What this exercise asks »
• 1. Update the part of the Four Job Fiesta thread that opens with the words containing "## Goli (Jul 16, 2011)" and closes with "not too hard!", replacing "challenge" with "contest".
• 2. Please answer these questions from the Four Job Fiesta thread:
(a) Which job did Slyakin get?
(b) Which version of Final Fantasy 5 does machomuu want to play?
(c) Whom is Raika trying to beat, and with what?
• 3. Carry on the Four Job Fiesta thread from the point where it ends.

Provided text »

____

# Final Fantasy V Four Job Fiesta!



## Goli (Jul 16, 2011)

Source with more information!
Just thought I'd make a little thread for this since it's gonna be a pretty fun challenge, and the more people that donate the better!
I would but I've no means of adding paypal funds
I got the




job... I hope it's not too hard!
Oh who am I kidding this is gonna be SO hard ;O;.


----------



## machomuu (Jul 16, 2011)

Thank you!  This will give me an excuse to play my PS1 version of Final Fantasy 5 I bought last year.


----------



## Slyakin (Jul 16, 2011)

Got Knight!


----------



## machomuu (Jul 16, 2011)

Slyakin said:
			
		

> Got Knight!


Same here


----------



## Deleted_171835 (Jul 16, 2011)

Just signed up. Should be fun.


----------



## raulpica (Jul 16, 2011)

I'm in too! Got White Mage


----------



## Chhotu uttam (Jul 17, 2011)

Got Monk


----------



## Goli (Jul 17, 2011)

Wooo got my final job setup!




It's gonna be interesting to say the least.


----------



## machomuu (Jul 17, 2011)

Goli said:
			
		

> Wooo got my final job setup!
> 
> 
> 
> ...


Wow...that was fast...
Did you just do them all one after another?


----------



## Goli (Jul 17, 2011)

machomuu said:
			
		

> Goli said:
> 
> 
> 
> ...







(Galuf isnt' there since he already went to his world)
No, I just played for a bit during the morning, and most of the afternoon since I had nothing to do *shrug*. But now it's 1:05 AM and I really need to get some sleep.
It's not that surpising to be honest, if you go to the players section you can see there's some other people with their final job setup too. Assuming they didn't cheat obviously.


----------



## Raika (Jul 17, 2011)

>:
I'm attempting to beat Shiva with an army of Black Mages. No luck.


----------



## machomuu (Jul 17, 2011)

Goli said:
			
		

> machomuu said:
> 
> 
> 
> ...


HOLYCRAPSAMETIMEZONE!  High Five!


----------



## Nathan Drake (Jul 17, 2011)

____

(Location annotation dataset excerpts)
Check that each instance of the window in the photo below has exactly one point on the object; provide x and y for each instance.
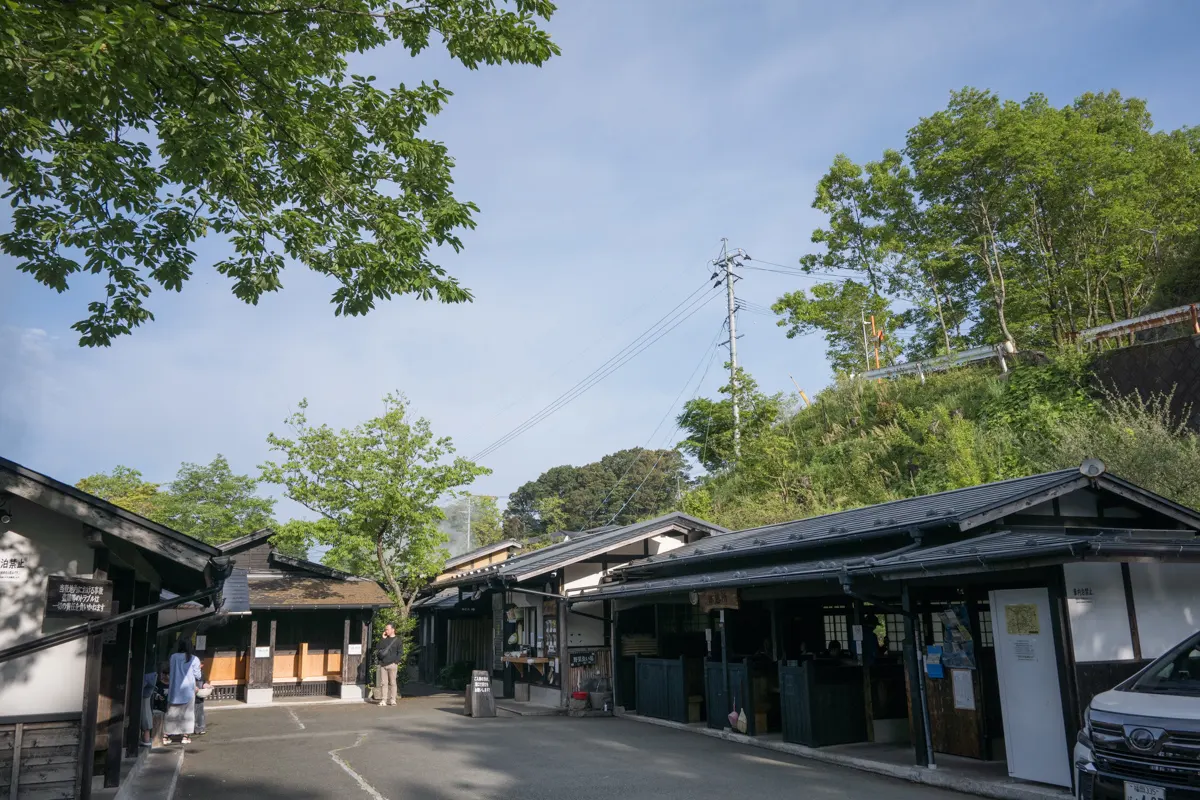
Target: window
(835, 625)
(682, 619)
(894, 631)
(985, 638)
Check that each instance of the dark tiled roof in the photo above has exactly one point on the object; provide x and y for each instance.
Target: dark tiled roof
(581, 546)
(442, 600)
(235, 593)
(108, 507)
(927, 511)
(249, 539)
(292, 591)
(479, 552)
(985, 552)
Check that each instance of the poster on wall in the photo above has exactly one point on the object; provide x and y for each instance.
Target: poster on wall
(717, 599)
(78, 597)
(964, 689)
(13, 567)
(1021, 619)
(958, 644)
(934, 661)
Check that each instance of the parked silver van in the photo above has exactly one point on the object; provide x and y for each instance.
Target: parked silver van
(1141, 740)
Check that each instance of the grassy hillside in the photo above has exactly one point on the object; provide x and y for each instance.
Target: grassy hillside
(869, 441)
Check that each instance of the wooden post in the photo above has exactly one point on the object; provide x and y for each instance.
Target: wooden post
(137, 671)
(251, 673)
(564, 662)
(119, 681)
(917, 705)
(347, 677)
(91, 684)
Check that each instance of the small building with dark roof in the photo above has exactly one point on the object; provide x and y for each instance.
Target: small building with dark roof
(538, 649)
(976, 623)
(82, 585)
(306, 630)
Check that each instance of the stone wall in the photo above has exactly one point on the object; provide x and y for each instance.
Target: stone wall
(1156, 368)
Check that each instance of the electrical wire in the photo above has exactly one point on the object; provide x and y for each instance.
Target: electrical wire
(670, 322)
(803, 271)
(712, 346)
(654, 467)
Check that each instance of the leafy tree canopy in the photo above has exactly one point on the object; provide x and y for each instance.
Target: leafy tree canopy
(132, 128)
(377, 486)
(1003, 220)
(208, 501)
(621, 488)
(213, 504)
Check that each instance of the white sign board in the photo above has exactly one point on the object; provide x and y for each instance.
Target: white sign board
(964, 689)
(13, 567)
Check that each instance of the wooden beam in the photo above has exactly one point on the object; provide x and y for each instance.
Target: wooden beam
(347, 678)
(90, 691)
(100, 519)
(138, 651)
(1132, 611)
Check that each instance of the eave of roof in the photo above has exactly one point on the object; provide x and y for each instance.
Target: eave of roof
(105, 516)
(978, 554)
(895, 517)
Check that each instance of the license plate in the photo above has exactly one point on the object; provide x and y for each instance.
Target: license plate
(1144, 792)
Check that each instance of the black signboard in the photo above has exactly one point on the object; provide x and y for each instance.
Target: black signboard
(479, 699)
(583, 659)
(78, 597)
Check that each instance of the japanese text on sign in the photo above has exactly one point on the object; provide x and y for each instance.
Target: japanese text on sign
(13, 569)
(78, 597)
(1021, 619)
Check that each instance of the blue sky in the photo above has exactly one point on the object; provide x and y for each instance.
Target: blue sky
(606, 180)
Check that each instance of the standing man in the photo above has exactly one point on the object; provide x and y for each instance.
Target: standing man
(389, 660)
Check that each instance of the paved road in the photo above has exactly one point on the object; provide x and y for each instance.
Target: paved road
(426, 750)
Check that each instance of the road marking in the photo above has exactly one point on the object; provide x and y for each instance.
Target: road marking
(361, 781)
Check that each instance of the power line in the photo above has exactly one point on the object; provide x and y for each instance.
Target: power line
(712, 346)
(654, 467)
(666, 324)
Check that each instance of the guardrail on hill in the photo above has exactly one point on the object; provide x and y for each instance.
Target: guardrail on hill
(983, 353)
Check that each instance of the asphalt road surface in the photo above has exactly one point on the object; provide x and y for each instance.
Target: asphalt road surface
(425, 749)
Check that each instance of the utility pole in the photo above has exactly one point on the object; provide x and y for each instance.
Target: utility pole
(726, 263)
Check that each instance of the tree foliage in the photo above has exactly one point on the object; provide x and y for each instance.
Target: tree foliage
(1001, 220)
(378, 486)
(213, 504)
(208, 501)
(708, 423)
(479, 515)
(130, 130)
(621, 488)
(125, 487)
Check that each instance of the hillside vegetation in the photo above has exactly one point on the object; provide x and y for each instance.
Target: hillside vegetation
(862, 443)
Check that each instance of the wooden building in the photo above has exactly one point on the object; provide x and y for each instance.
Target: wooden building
(453, 632)
(82, 583)
(976, 623)
(534, 638)
(307, 631)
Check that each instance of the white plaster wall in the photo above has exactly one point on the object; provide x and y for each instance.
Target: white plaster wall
(1099, 618)
(1167, 597)
(585, 631)
(49, 681)
(582, 576)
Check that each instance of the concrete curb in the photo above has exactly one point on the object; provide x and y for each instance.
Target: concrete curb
(912, 774)
(155, 776)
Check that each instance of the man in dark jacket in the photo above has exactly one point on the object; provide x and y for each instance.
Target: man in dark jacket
(389, 661)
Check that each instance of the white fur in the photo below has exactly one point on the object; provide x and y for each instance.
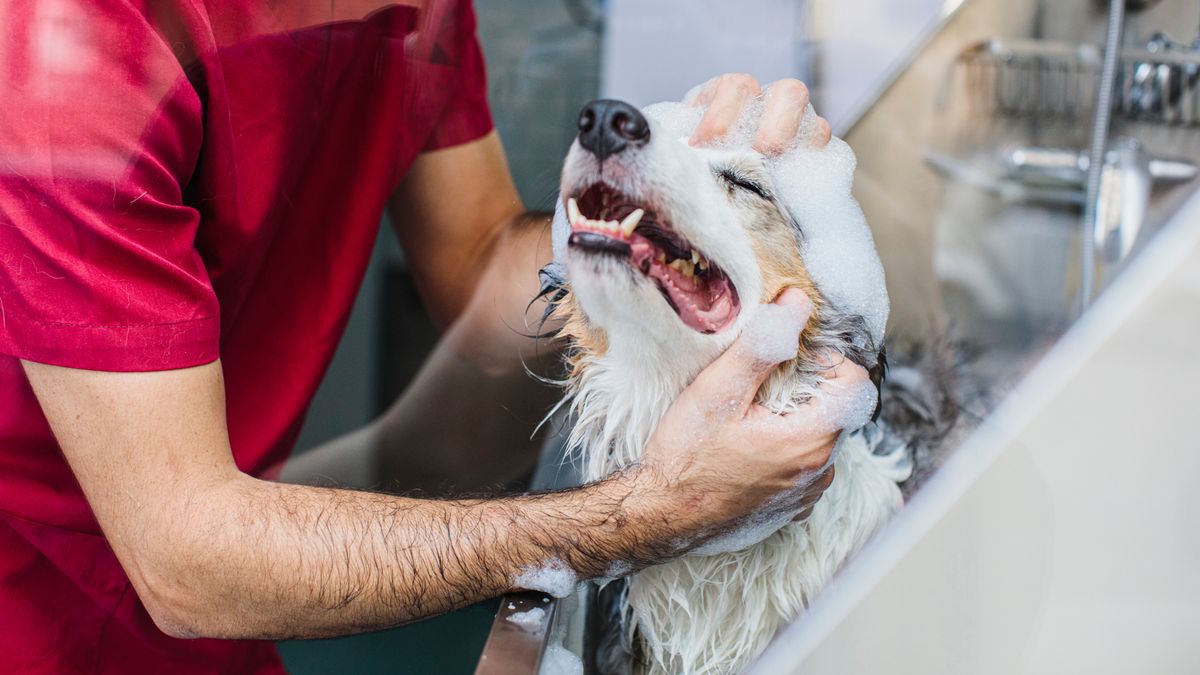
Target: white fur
(705, 613)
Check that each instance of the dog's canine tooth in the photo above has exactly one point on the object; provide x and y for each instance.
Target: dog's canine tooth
(573, 211)
(683, 267)
(630, 222)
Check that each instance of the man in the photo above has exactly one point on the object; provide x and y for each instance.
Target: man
(189, 195)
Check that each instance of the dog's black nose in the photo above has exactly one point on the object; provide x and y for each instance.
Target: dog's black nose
(609, 126)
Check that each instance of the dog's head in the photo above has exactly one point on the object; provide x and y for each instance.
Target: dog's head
(670, 249)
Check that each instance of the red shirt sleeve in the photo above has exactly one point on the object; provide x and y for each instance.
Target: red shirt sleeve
(100, 131)
(467, 115)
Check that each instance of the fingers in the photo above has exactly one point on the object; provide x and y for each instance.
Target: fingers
(726, 97)
(785, 103)
(821, 135)
(771, 338)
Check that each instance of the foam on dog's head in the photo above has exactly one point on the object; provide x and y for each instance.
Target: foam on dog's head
(815, 189)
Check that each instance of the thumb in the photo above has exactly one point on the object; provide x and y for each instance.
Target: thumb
(771, 338)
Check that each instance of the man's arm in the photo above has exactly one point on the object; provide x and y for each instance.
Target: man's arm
(215, 553)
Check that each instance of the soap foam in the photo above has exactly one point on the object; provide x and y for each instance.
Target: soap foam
(773, 334)
(561, 661)
(814, 185)
(529, 619)
(555, 578)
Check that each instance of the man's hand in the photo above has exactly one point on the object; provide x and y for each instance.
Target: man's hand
(723, 455)
(785, 102)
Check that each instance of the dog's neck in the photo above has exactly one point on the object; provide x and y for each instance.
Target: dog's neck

____

Solved problems »
• 1.
## Goli (Jul 16, 2011)

Source with more information!
Just thought I'd make a little thread for this since it's gonna be a pretty fun contest, and the more people that donate the better!
I would but I've no means of adding paypal funds
I got the




job... I hope it's not too hard!

• 2.
(a) Knight
(b) The PS1 version he bought last year
(c) Shiva, with an army of Black Mages

• 3.
This sounds neat. I've never played FF5 before, nor do I have a Twitter. It sounds like it may be time to play the former, and make the latter.

Edit: Too lazy to screen cap, so I'll just say that I got Black Mage for my first one.


----------



## signz (Jul 17, 2011)

Heh, that's a really cool idea.
Time to play FF5 again.


----------



## Paarish (Jul 17, 2011)

Which version of the game doyou have to play: SNES, PS1 or GBA? Or is it your choice?


----------



## Raika (Jul 17, 2011)

30084pm said:
			
		

> Which version of the game doyou have to play: SNES, PS1 or GBA? Or is it your choice?


You can play any version, it's up to you.


----------



## signz (Jul 17, 2011)

Oh great, my first job is Blue Mage.


----------



## Paarish (Jul 17, 2011)

Raika said:
			
		

> 30084pm said:
> 
> 
> 
> ...


Thank you! 
Got Black Mage as first job


----------



## Nathan Drake (Jul 17, 2011)

Well, I just finished up with the Wind Crystal. It would seem that it is time to build an army of Black Mages.


----------



## Slyakin (Jul 17, 2011)

I think my party is... decent. I got lucky on the Earth Crystal.

Wind - Knight (AWWW YEAH)
Water - Summoner (...Aww yeah?)
Fire - Bard (FUCK)
Earth - Chemist (Item grinding? Shit. Amazing effects afterwards? Yay!)


----------



## Nathan Drake (Jul 17, 2011)

Summoner can be a beast depending on the summons available. I have literally never played FF5 before starting it up today, so the entire game will be a new adventure for me.


----------



## Sora de Eclaune (Jul 18, 2011)

I'm not joining since I don't have a twitter, but I'm following a friend's crystal alignment on this.

She got Blue Mage but nothing else because she's stuck on the Siren. This sucks. I can't find any Blue Mage spells in the town. Just black and white mage.


----------



## Goli (Jul 18, 2011)

Sora de Eclaune said:
			
		

> I'm not joining since I don't have a twitter, but I'm following a friend's crystal alignment on this.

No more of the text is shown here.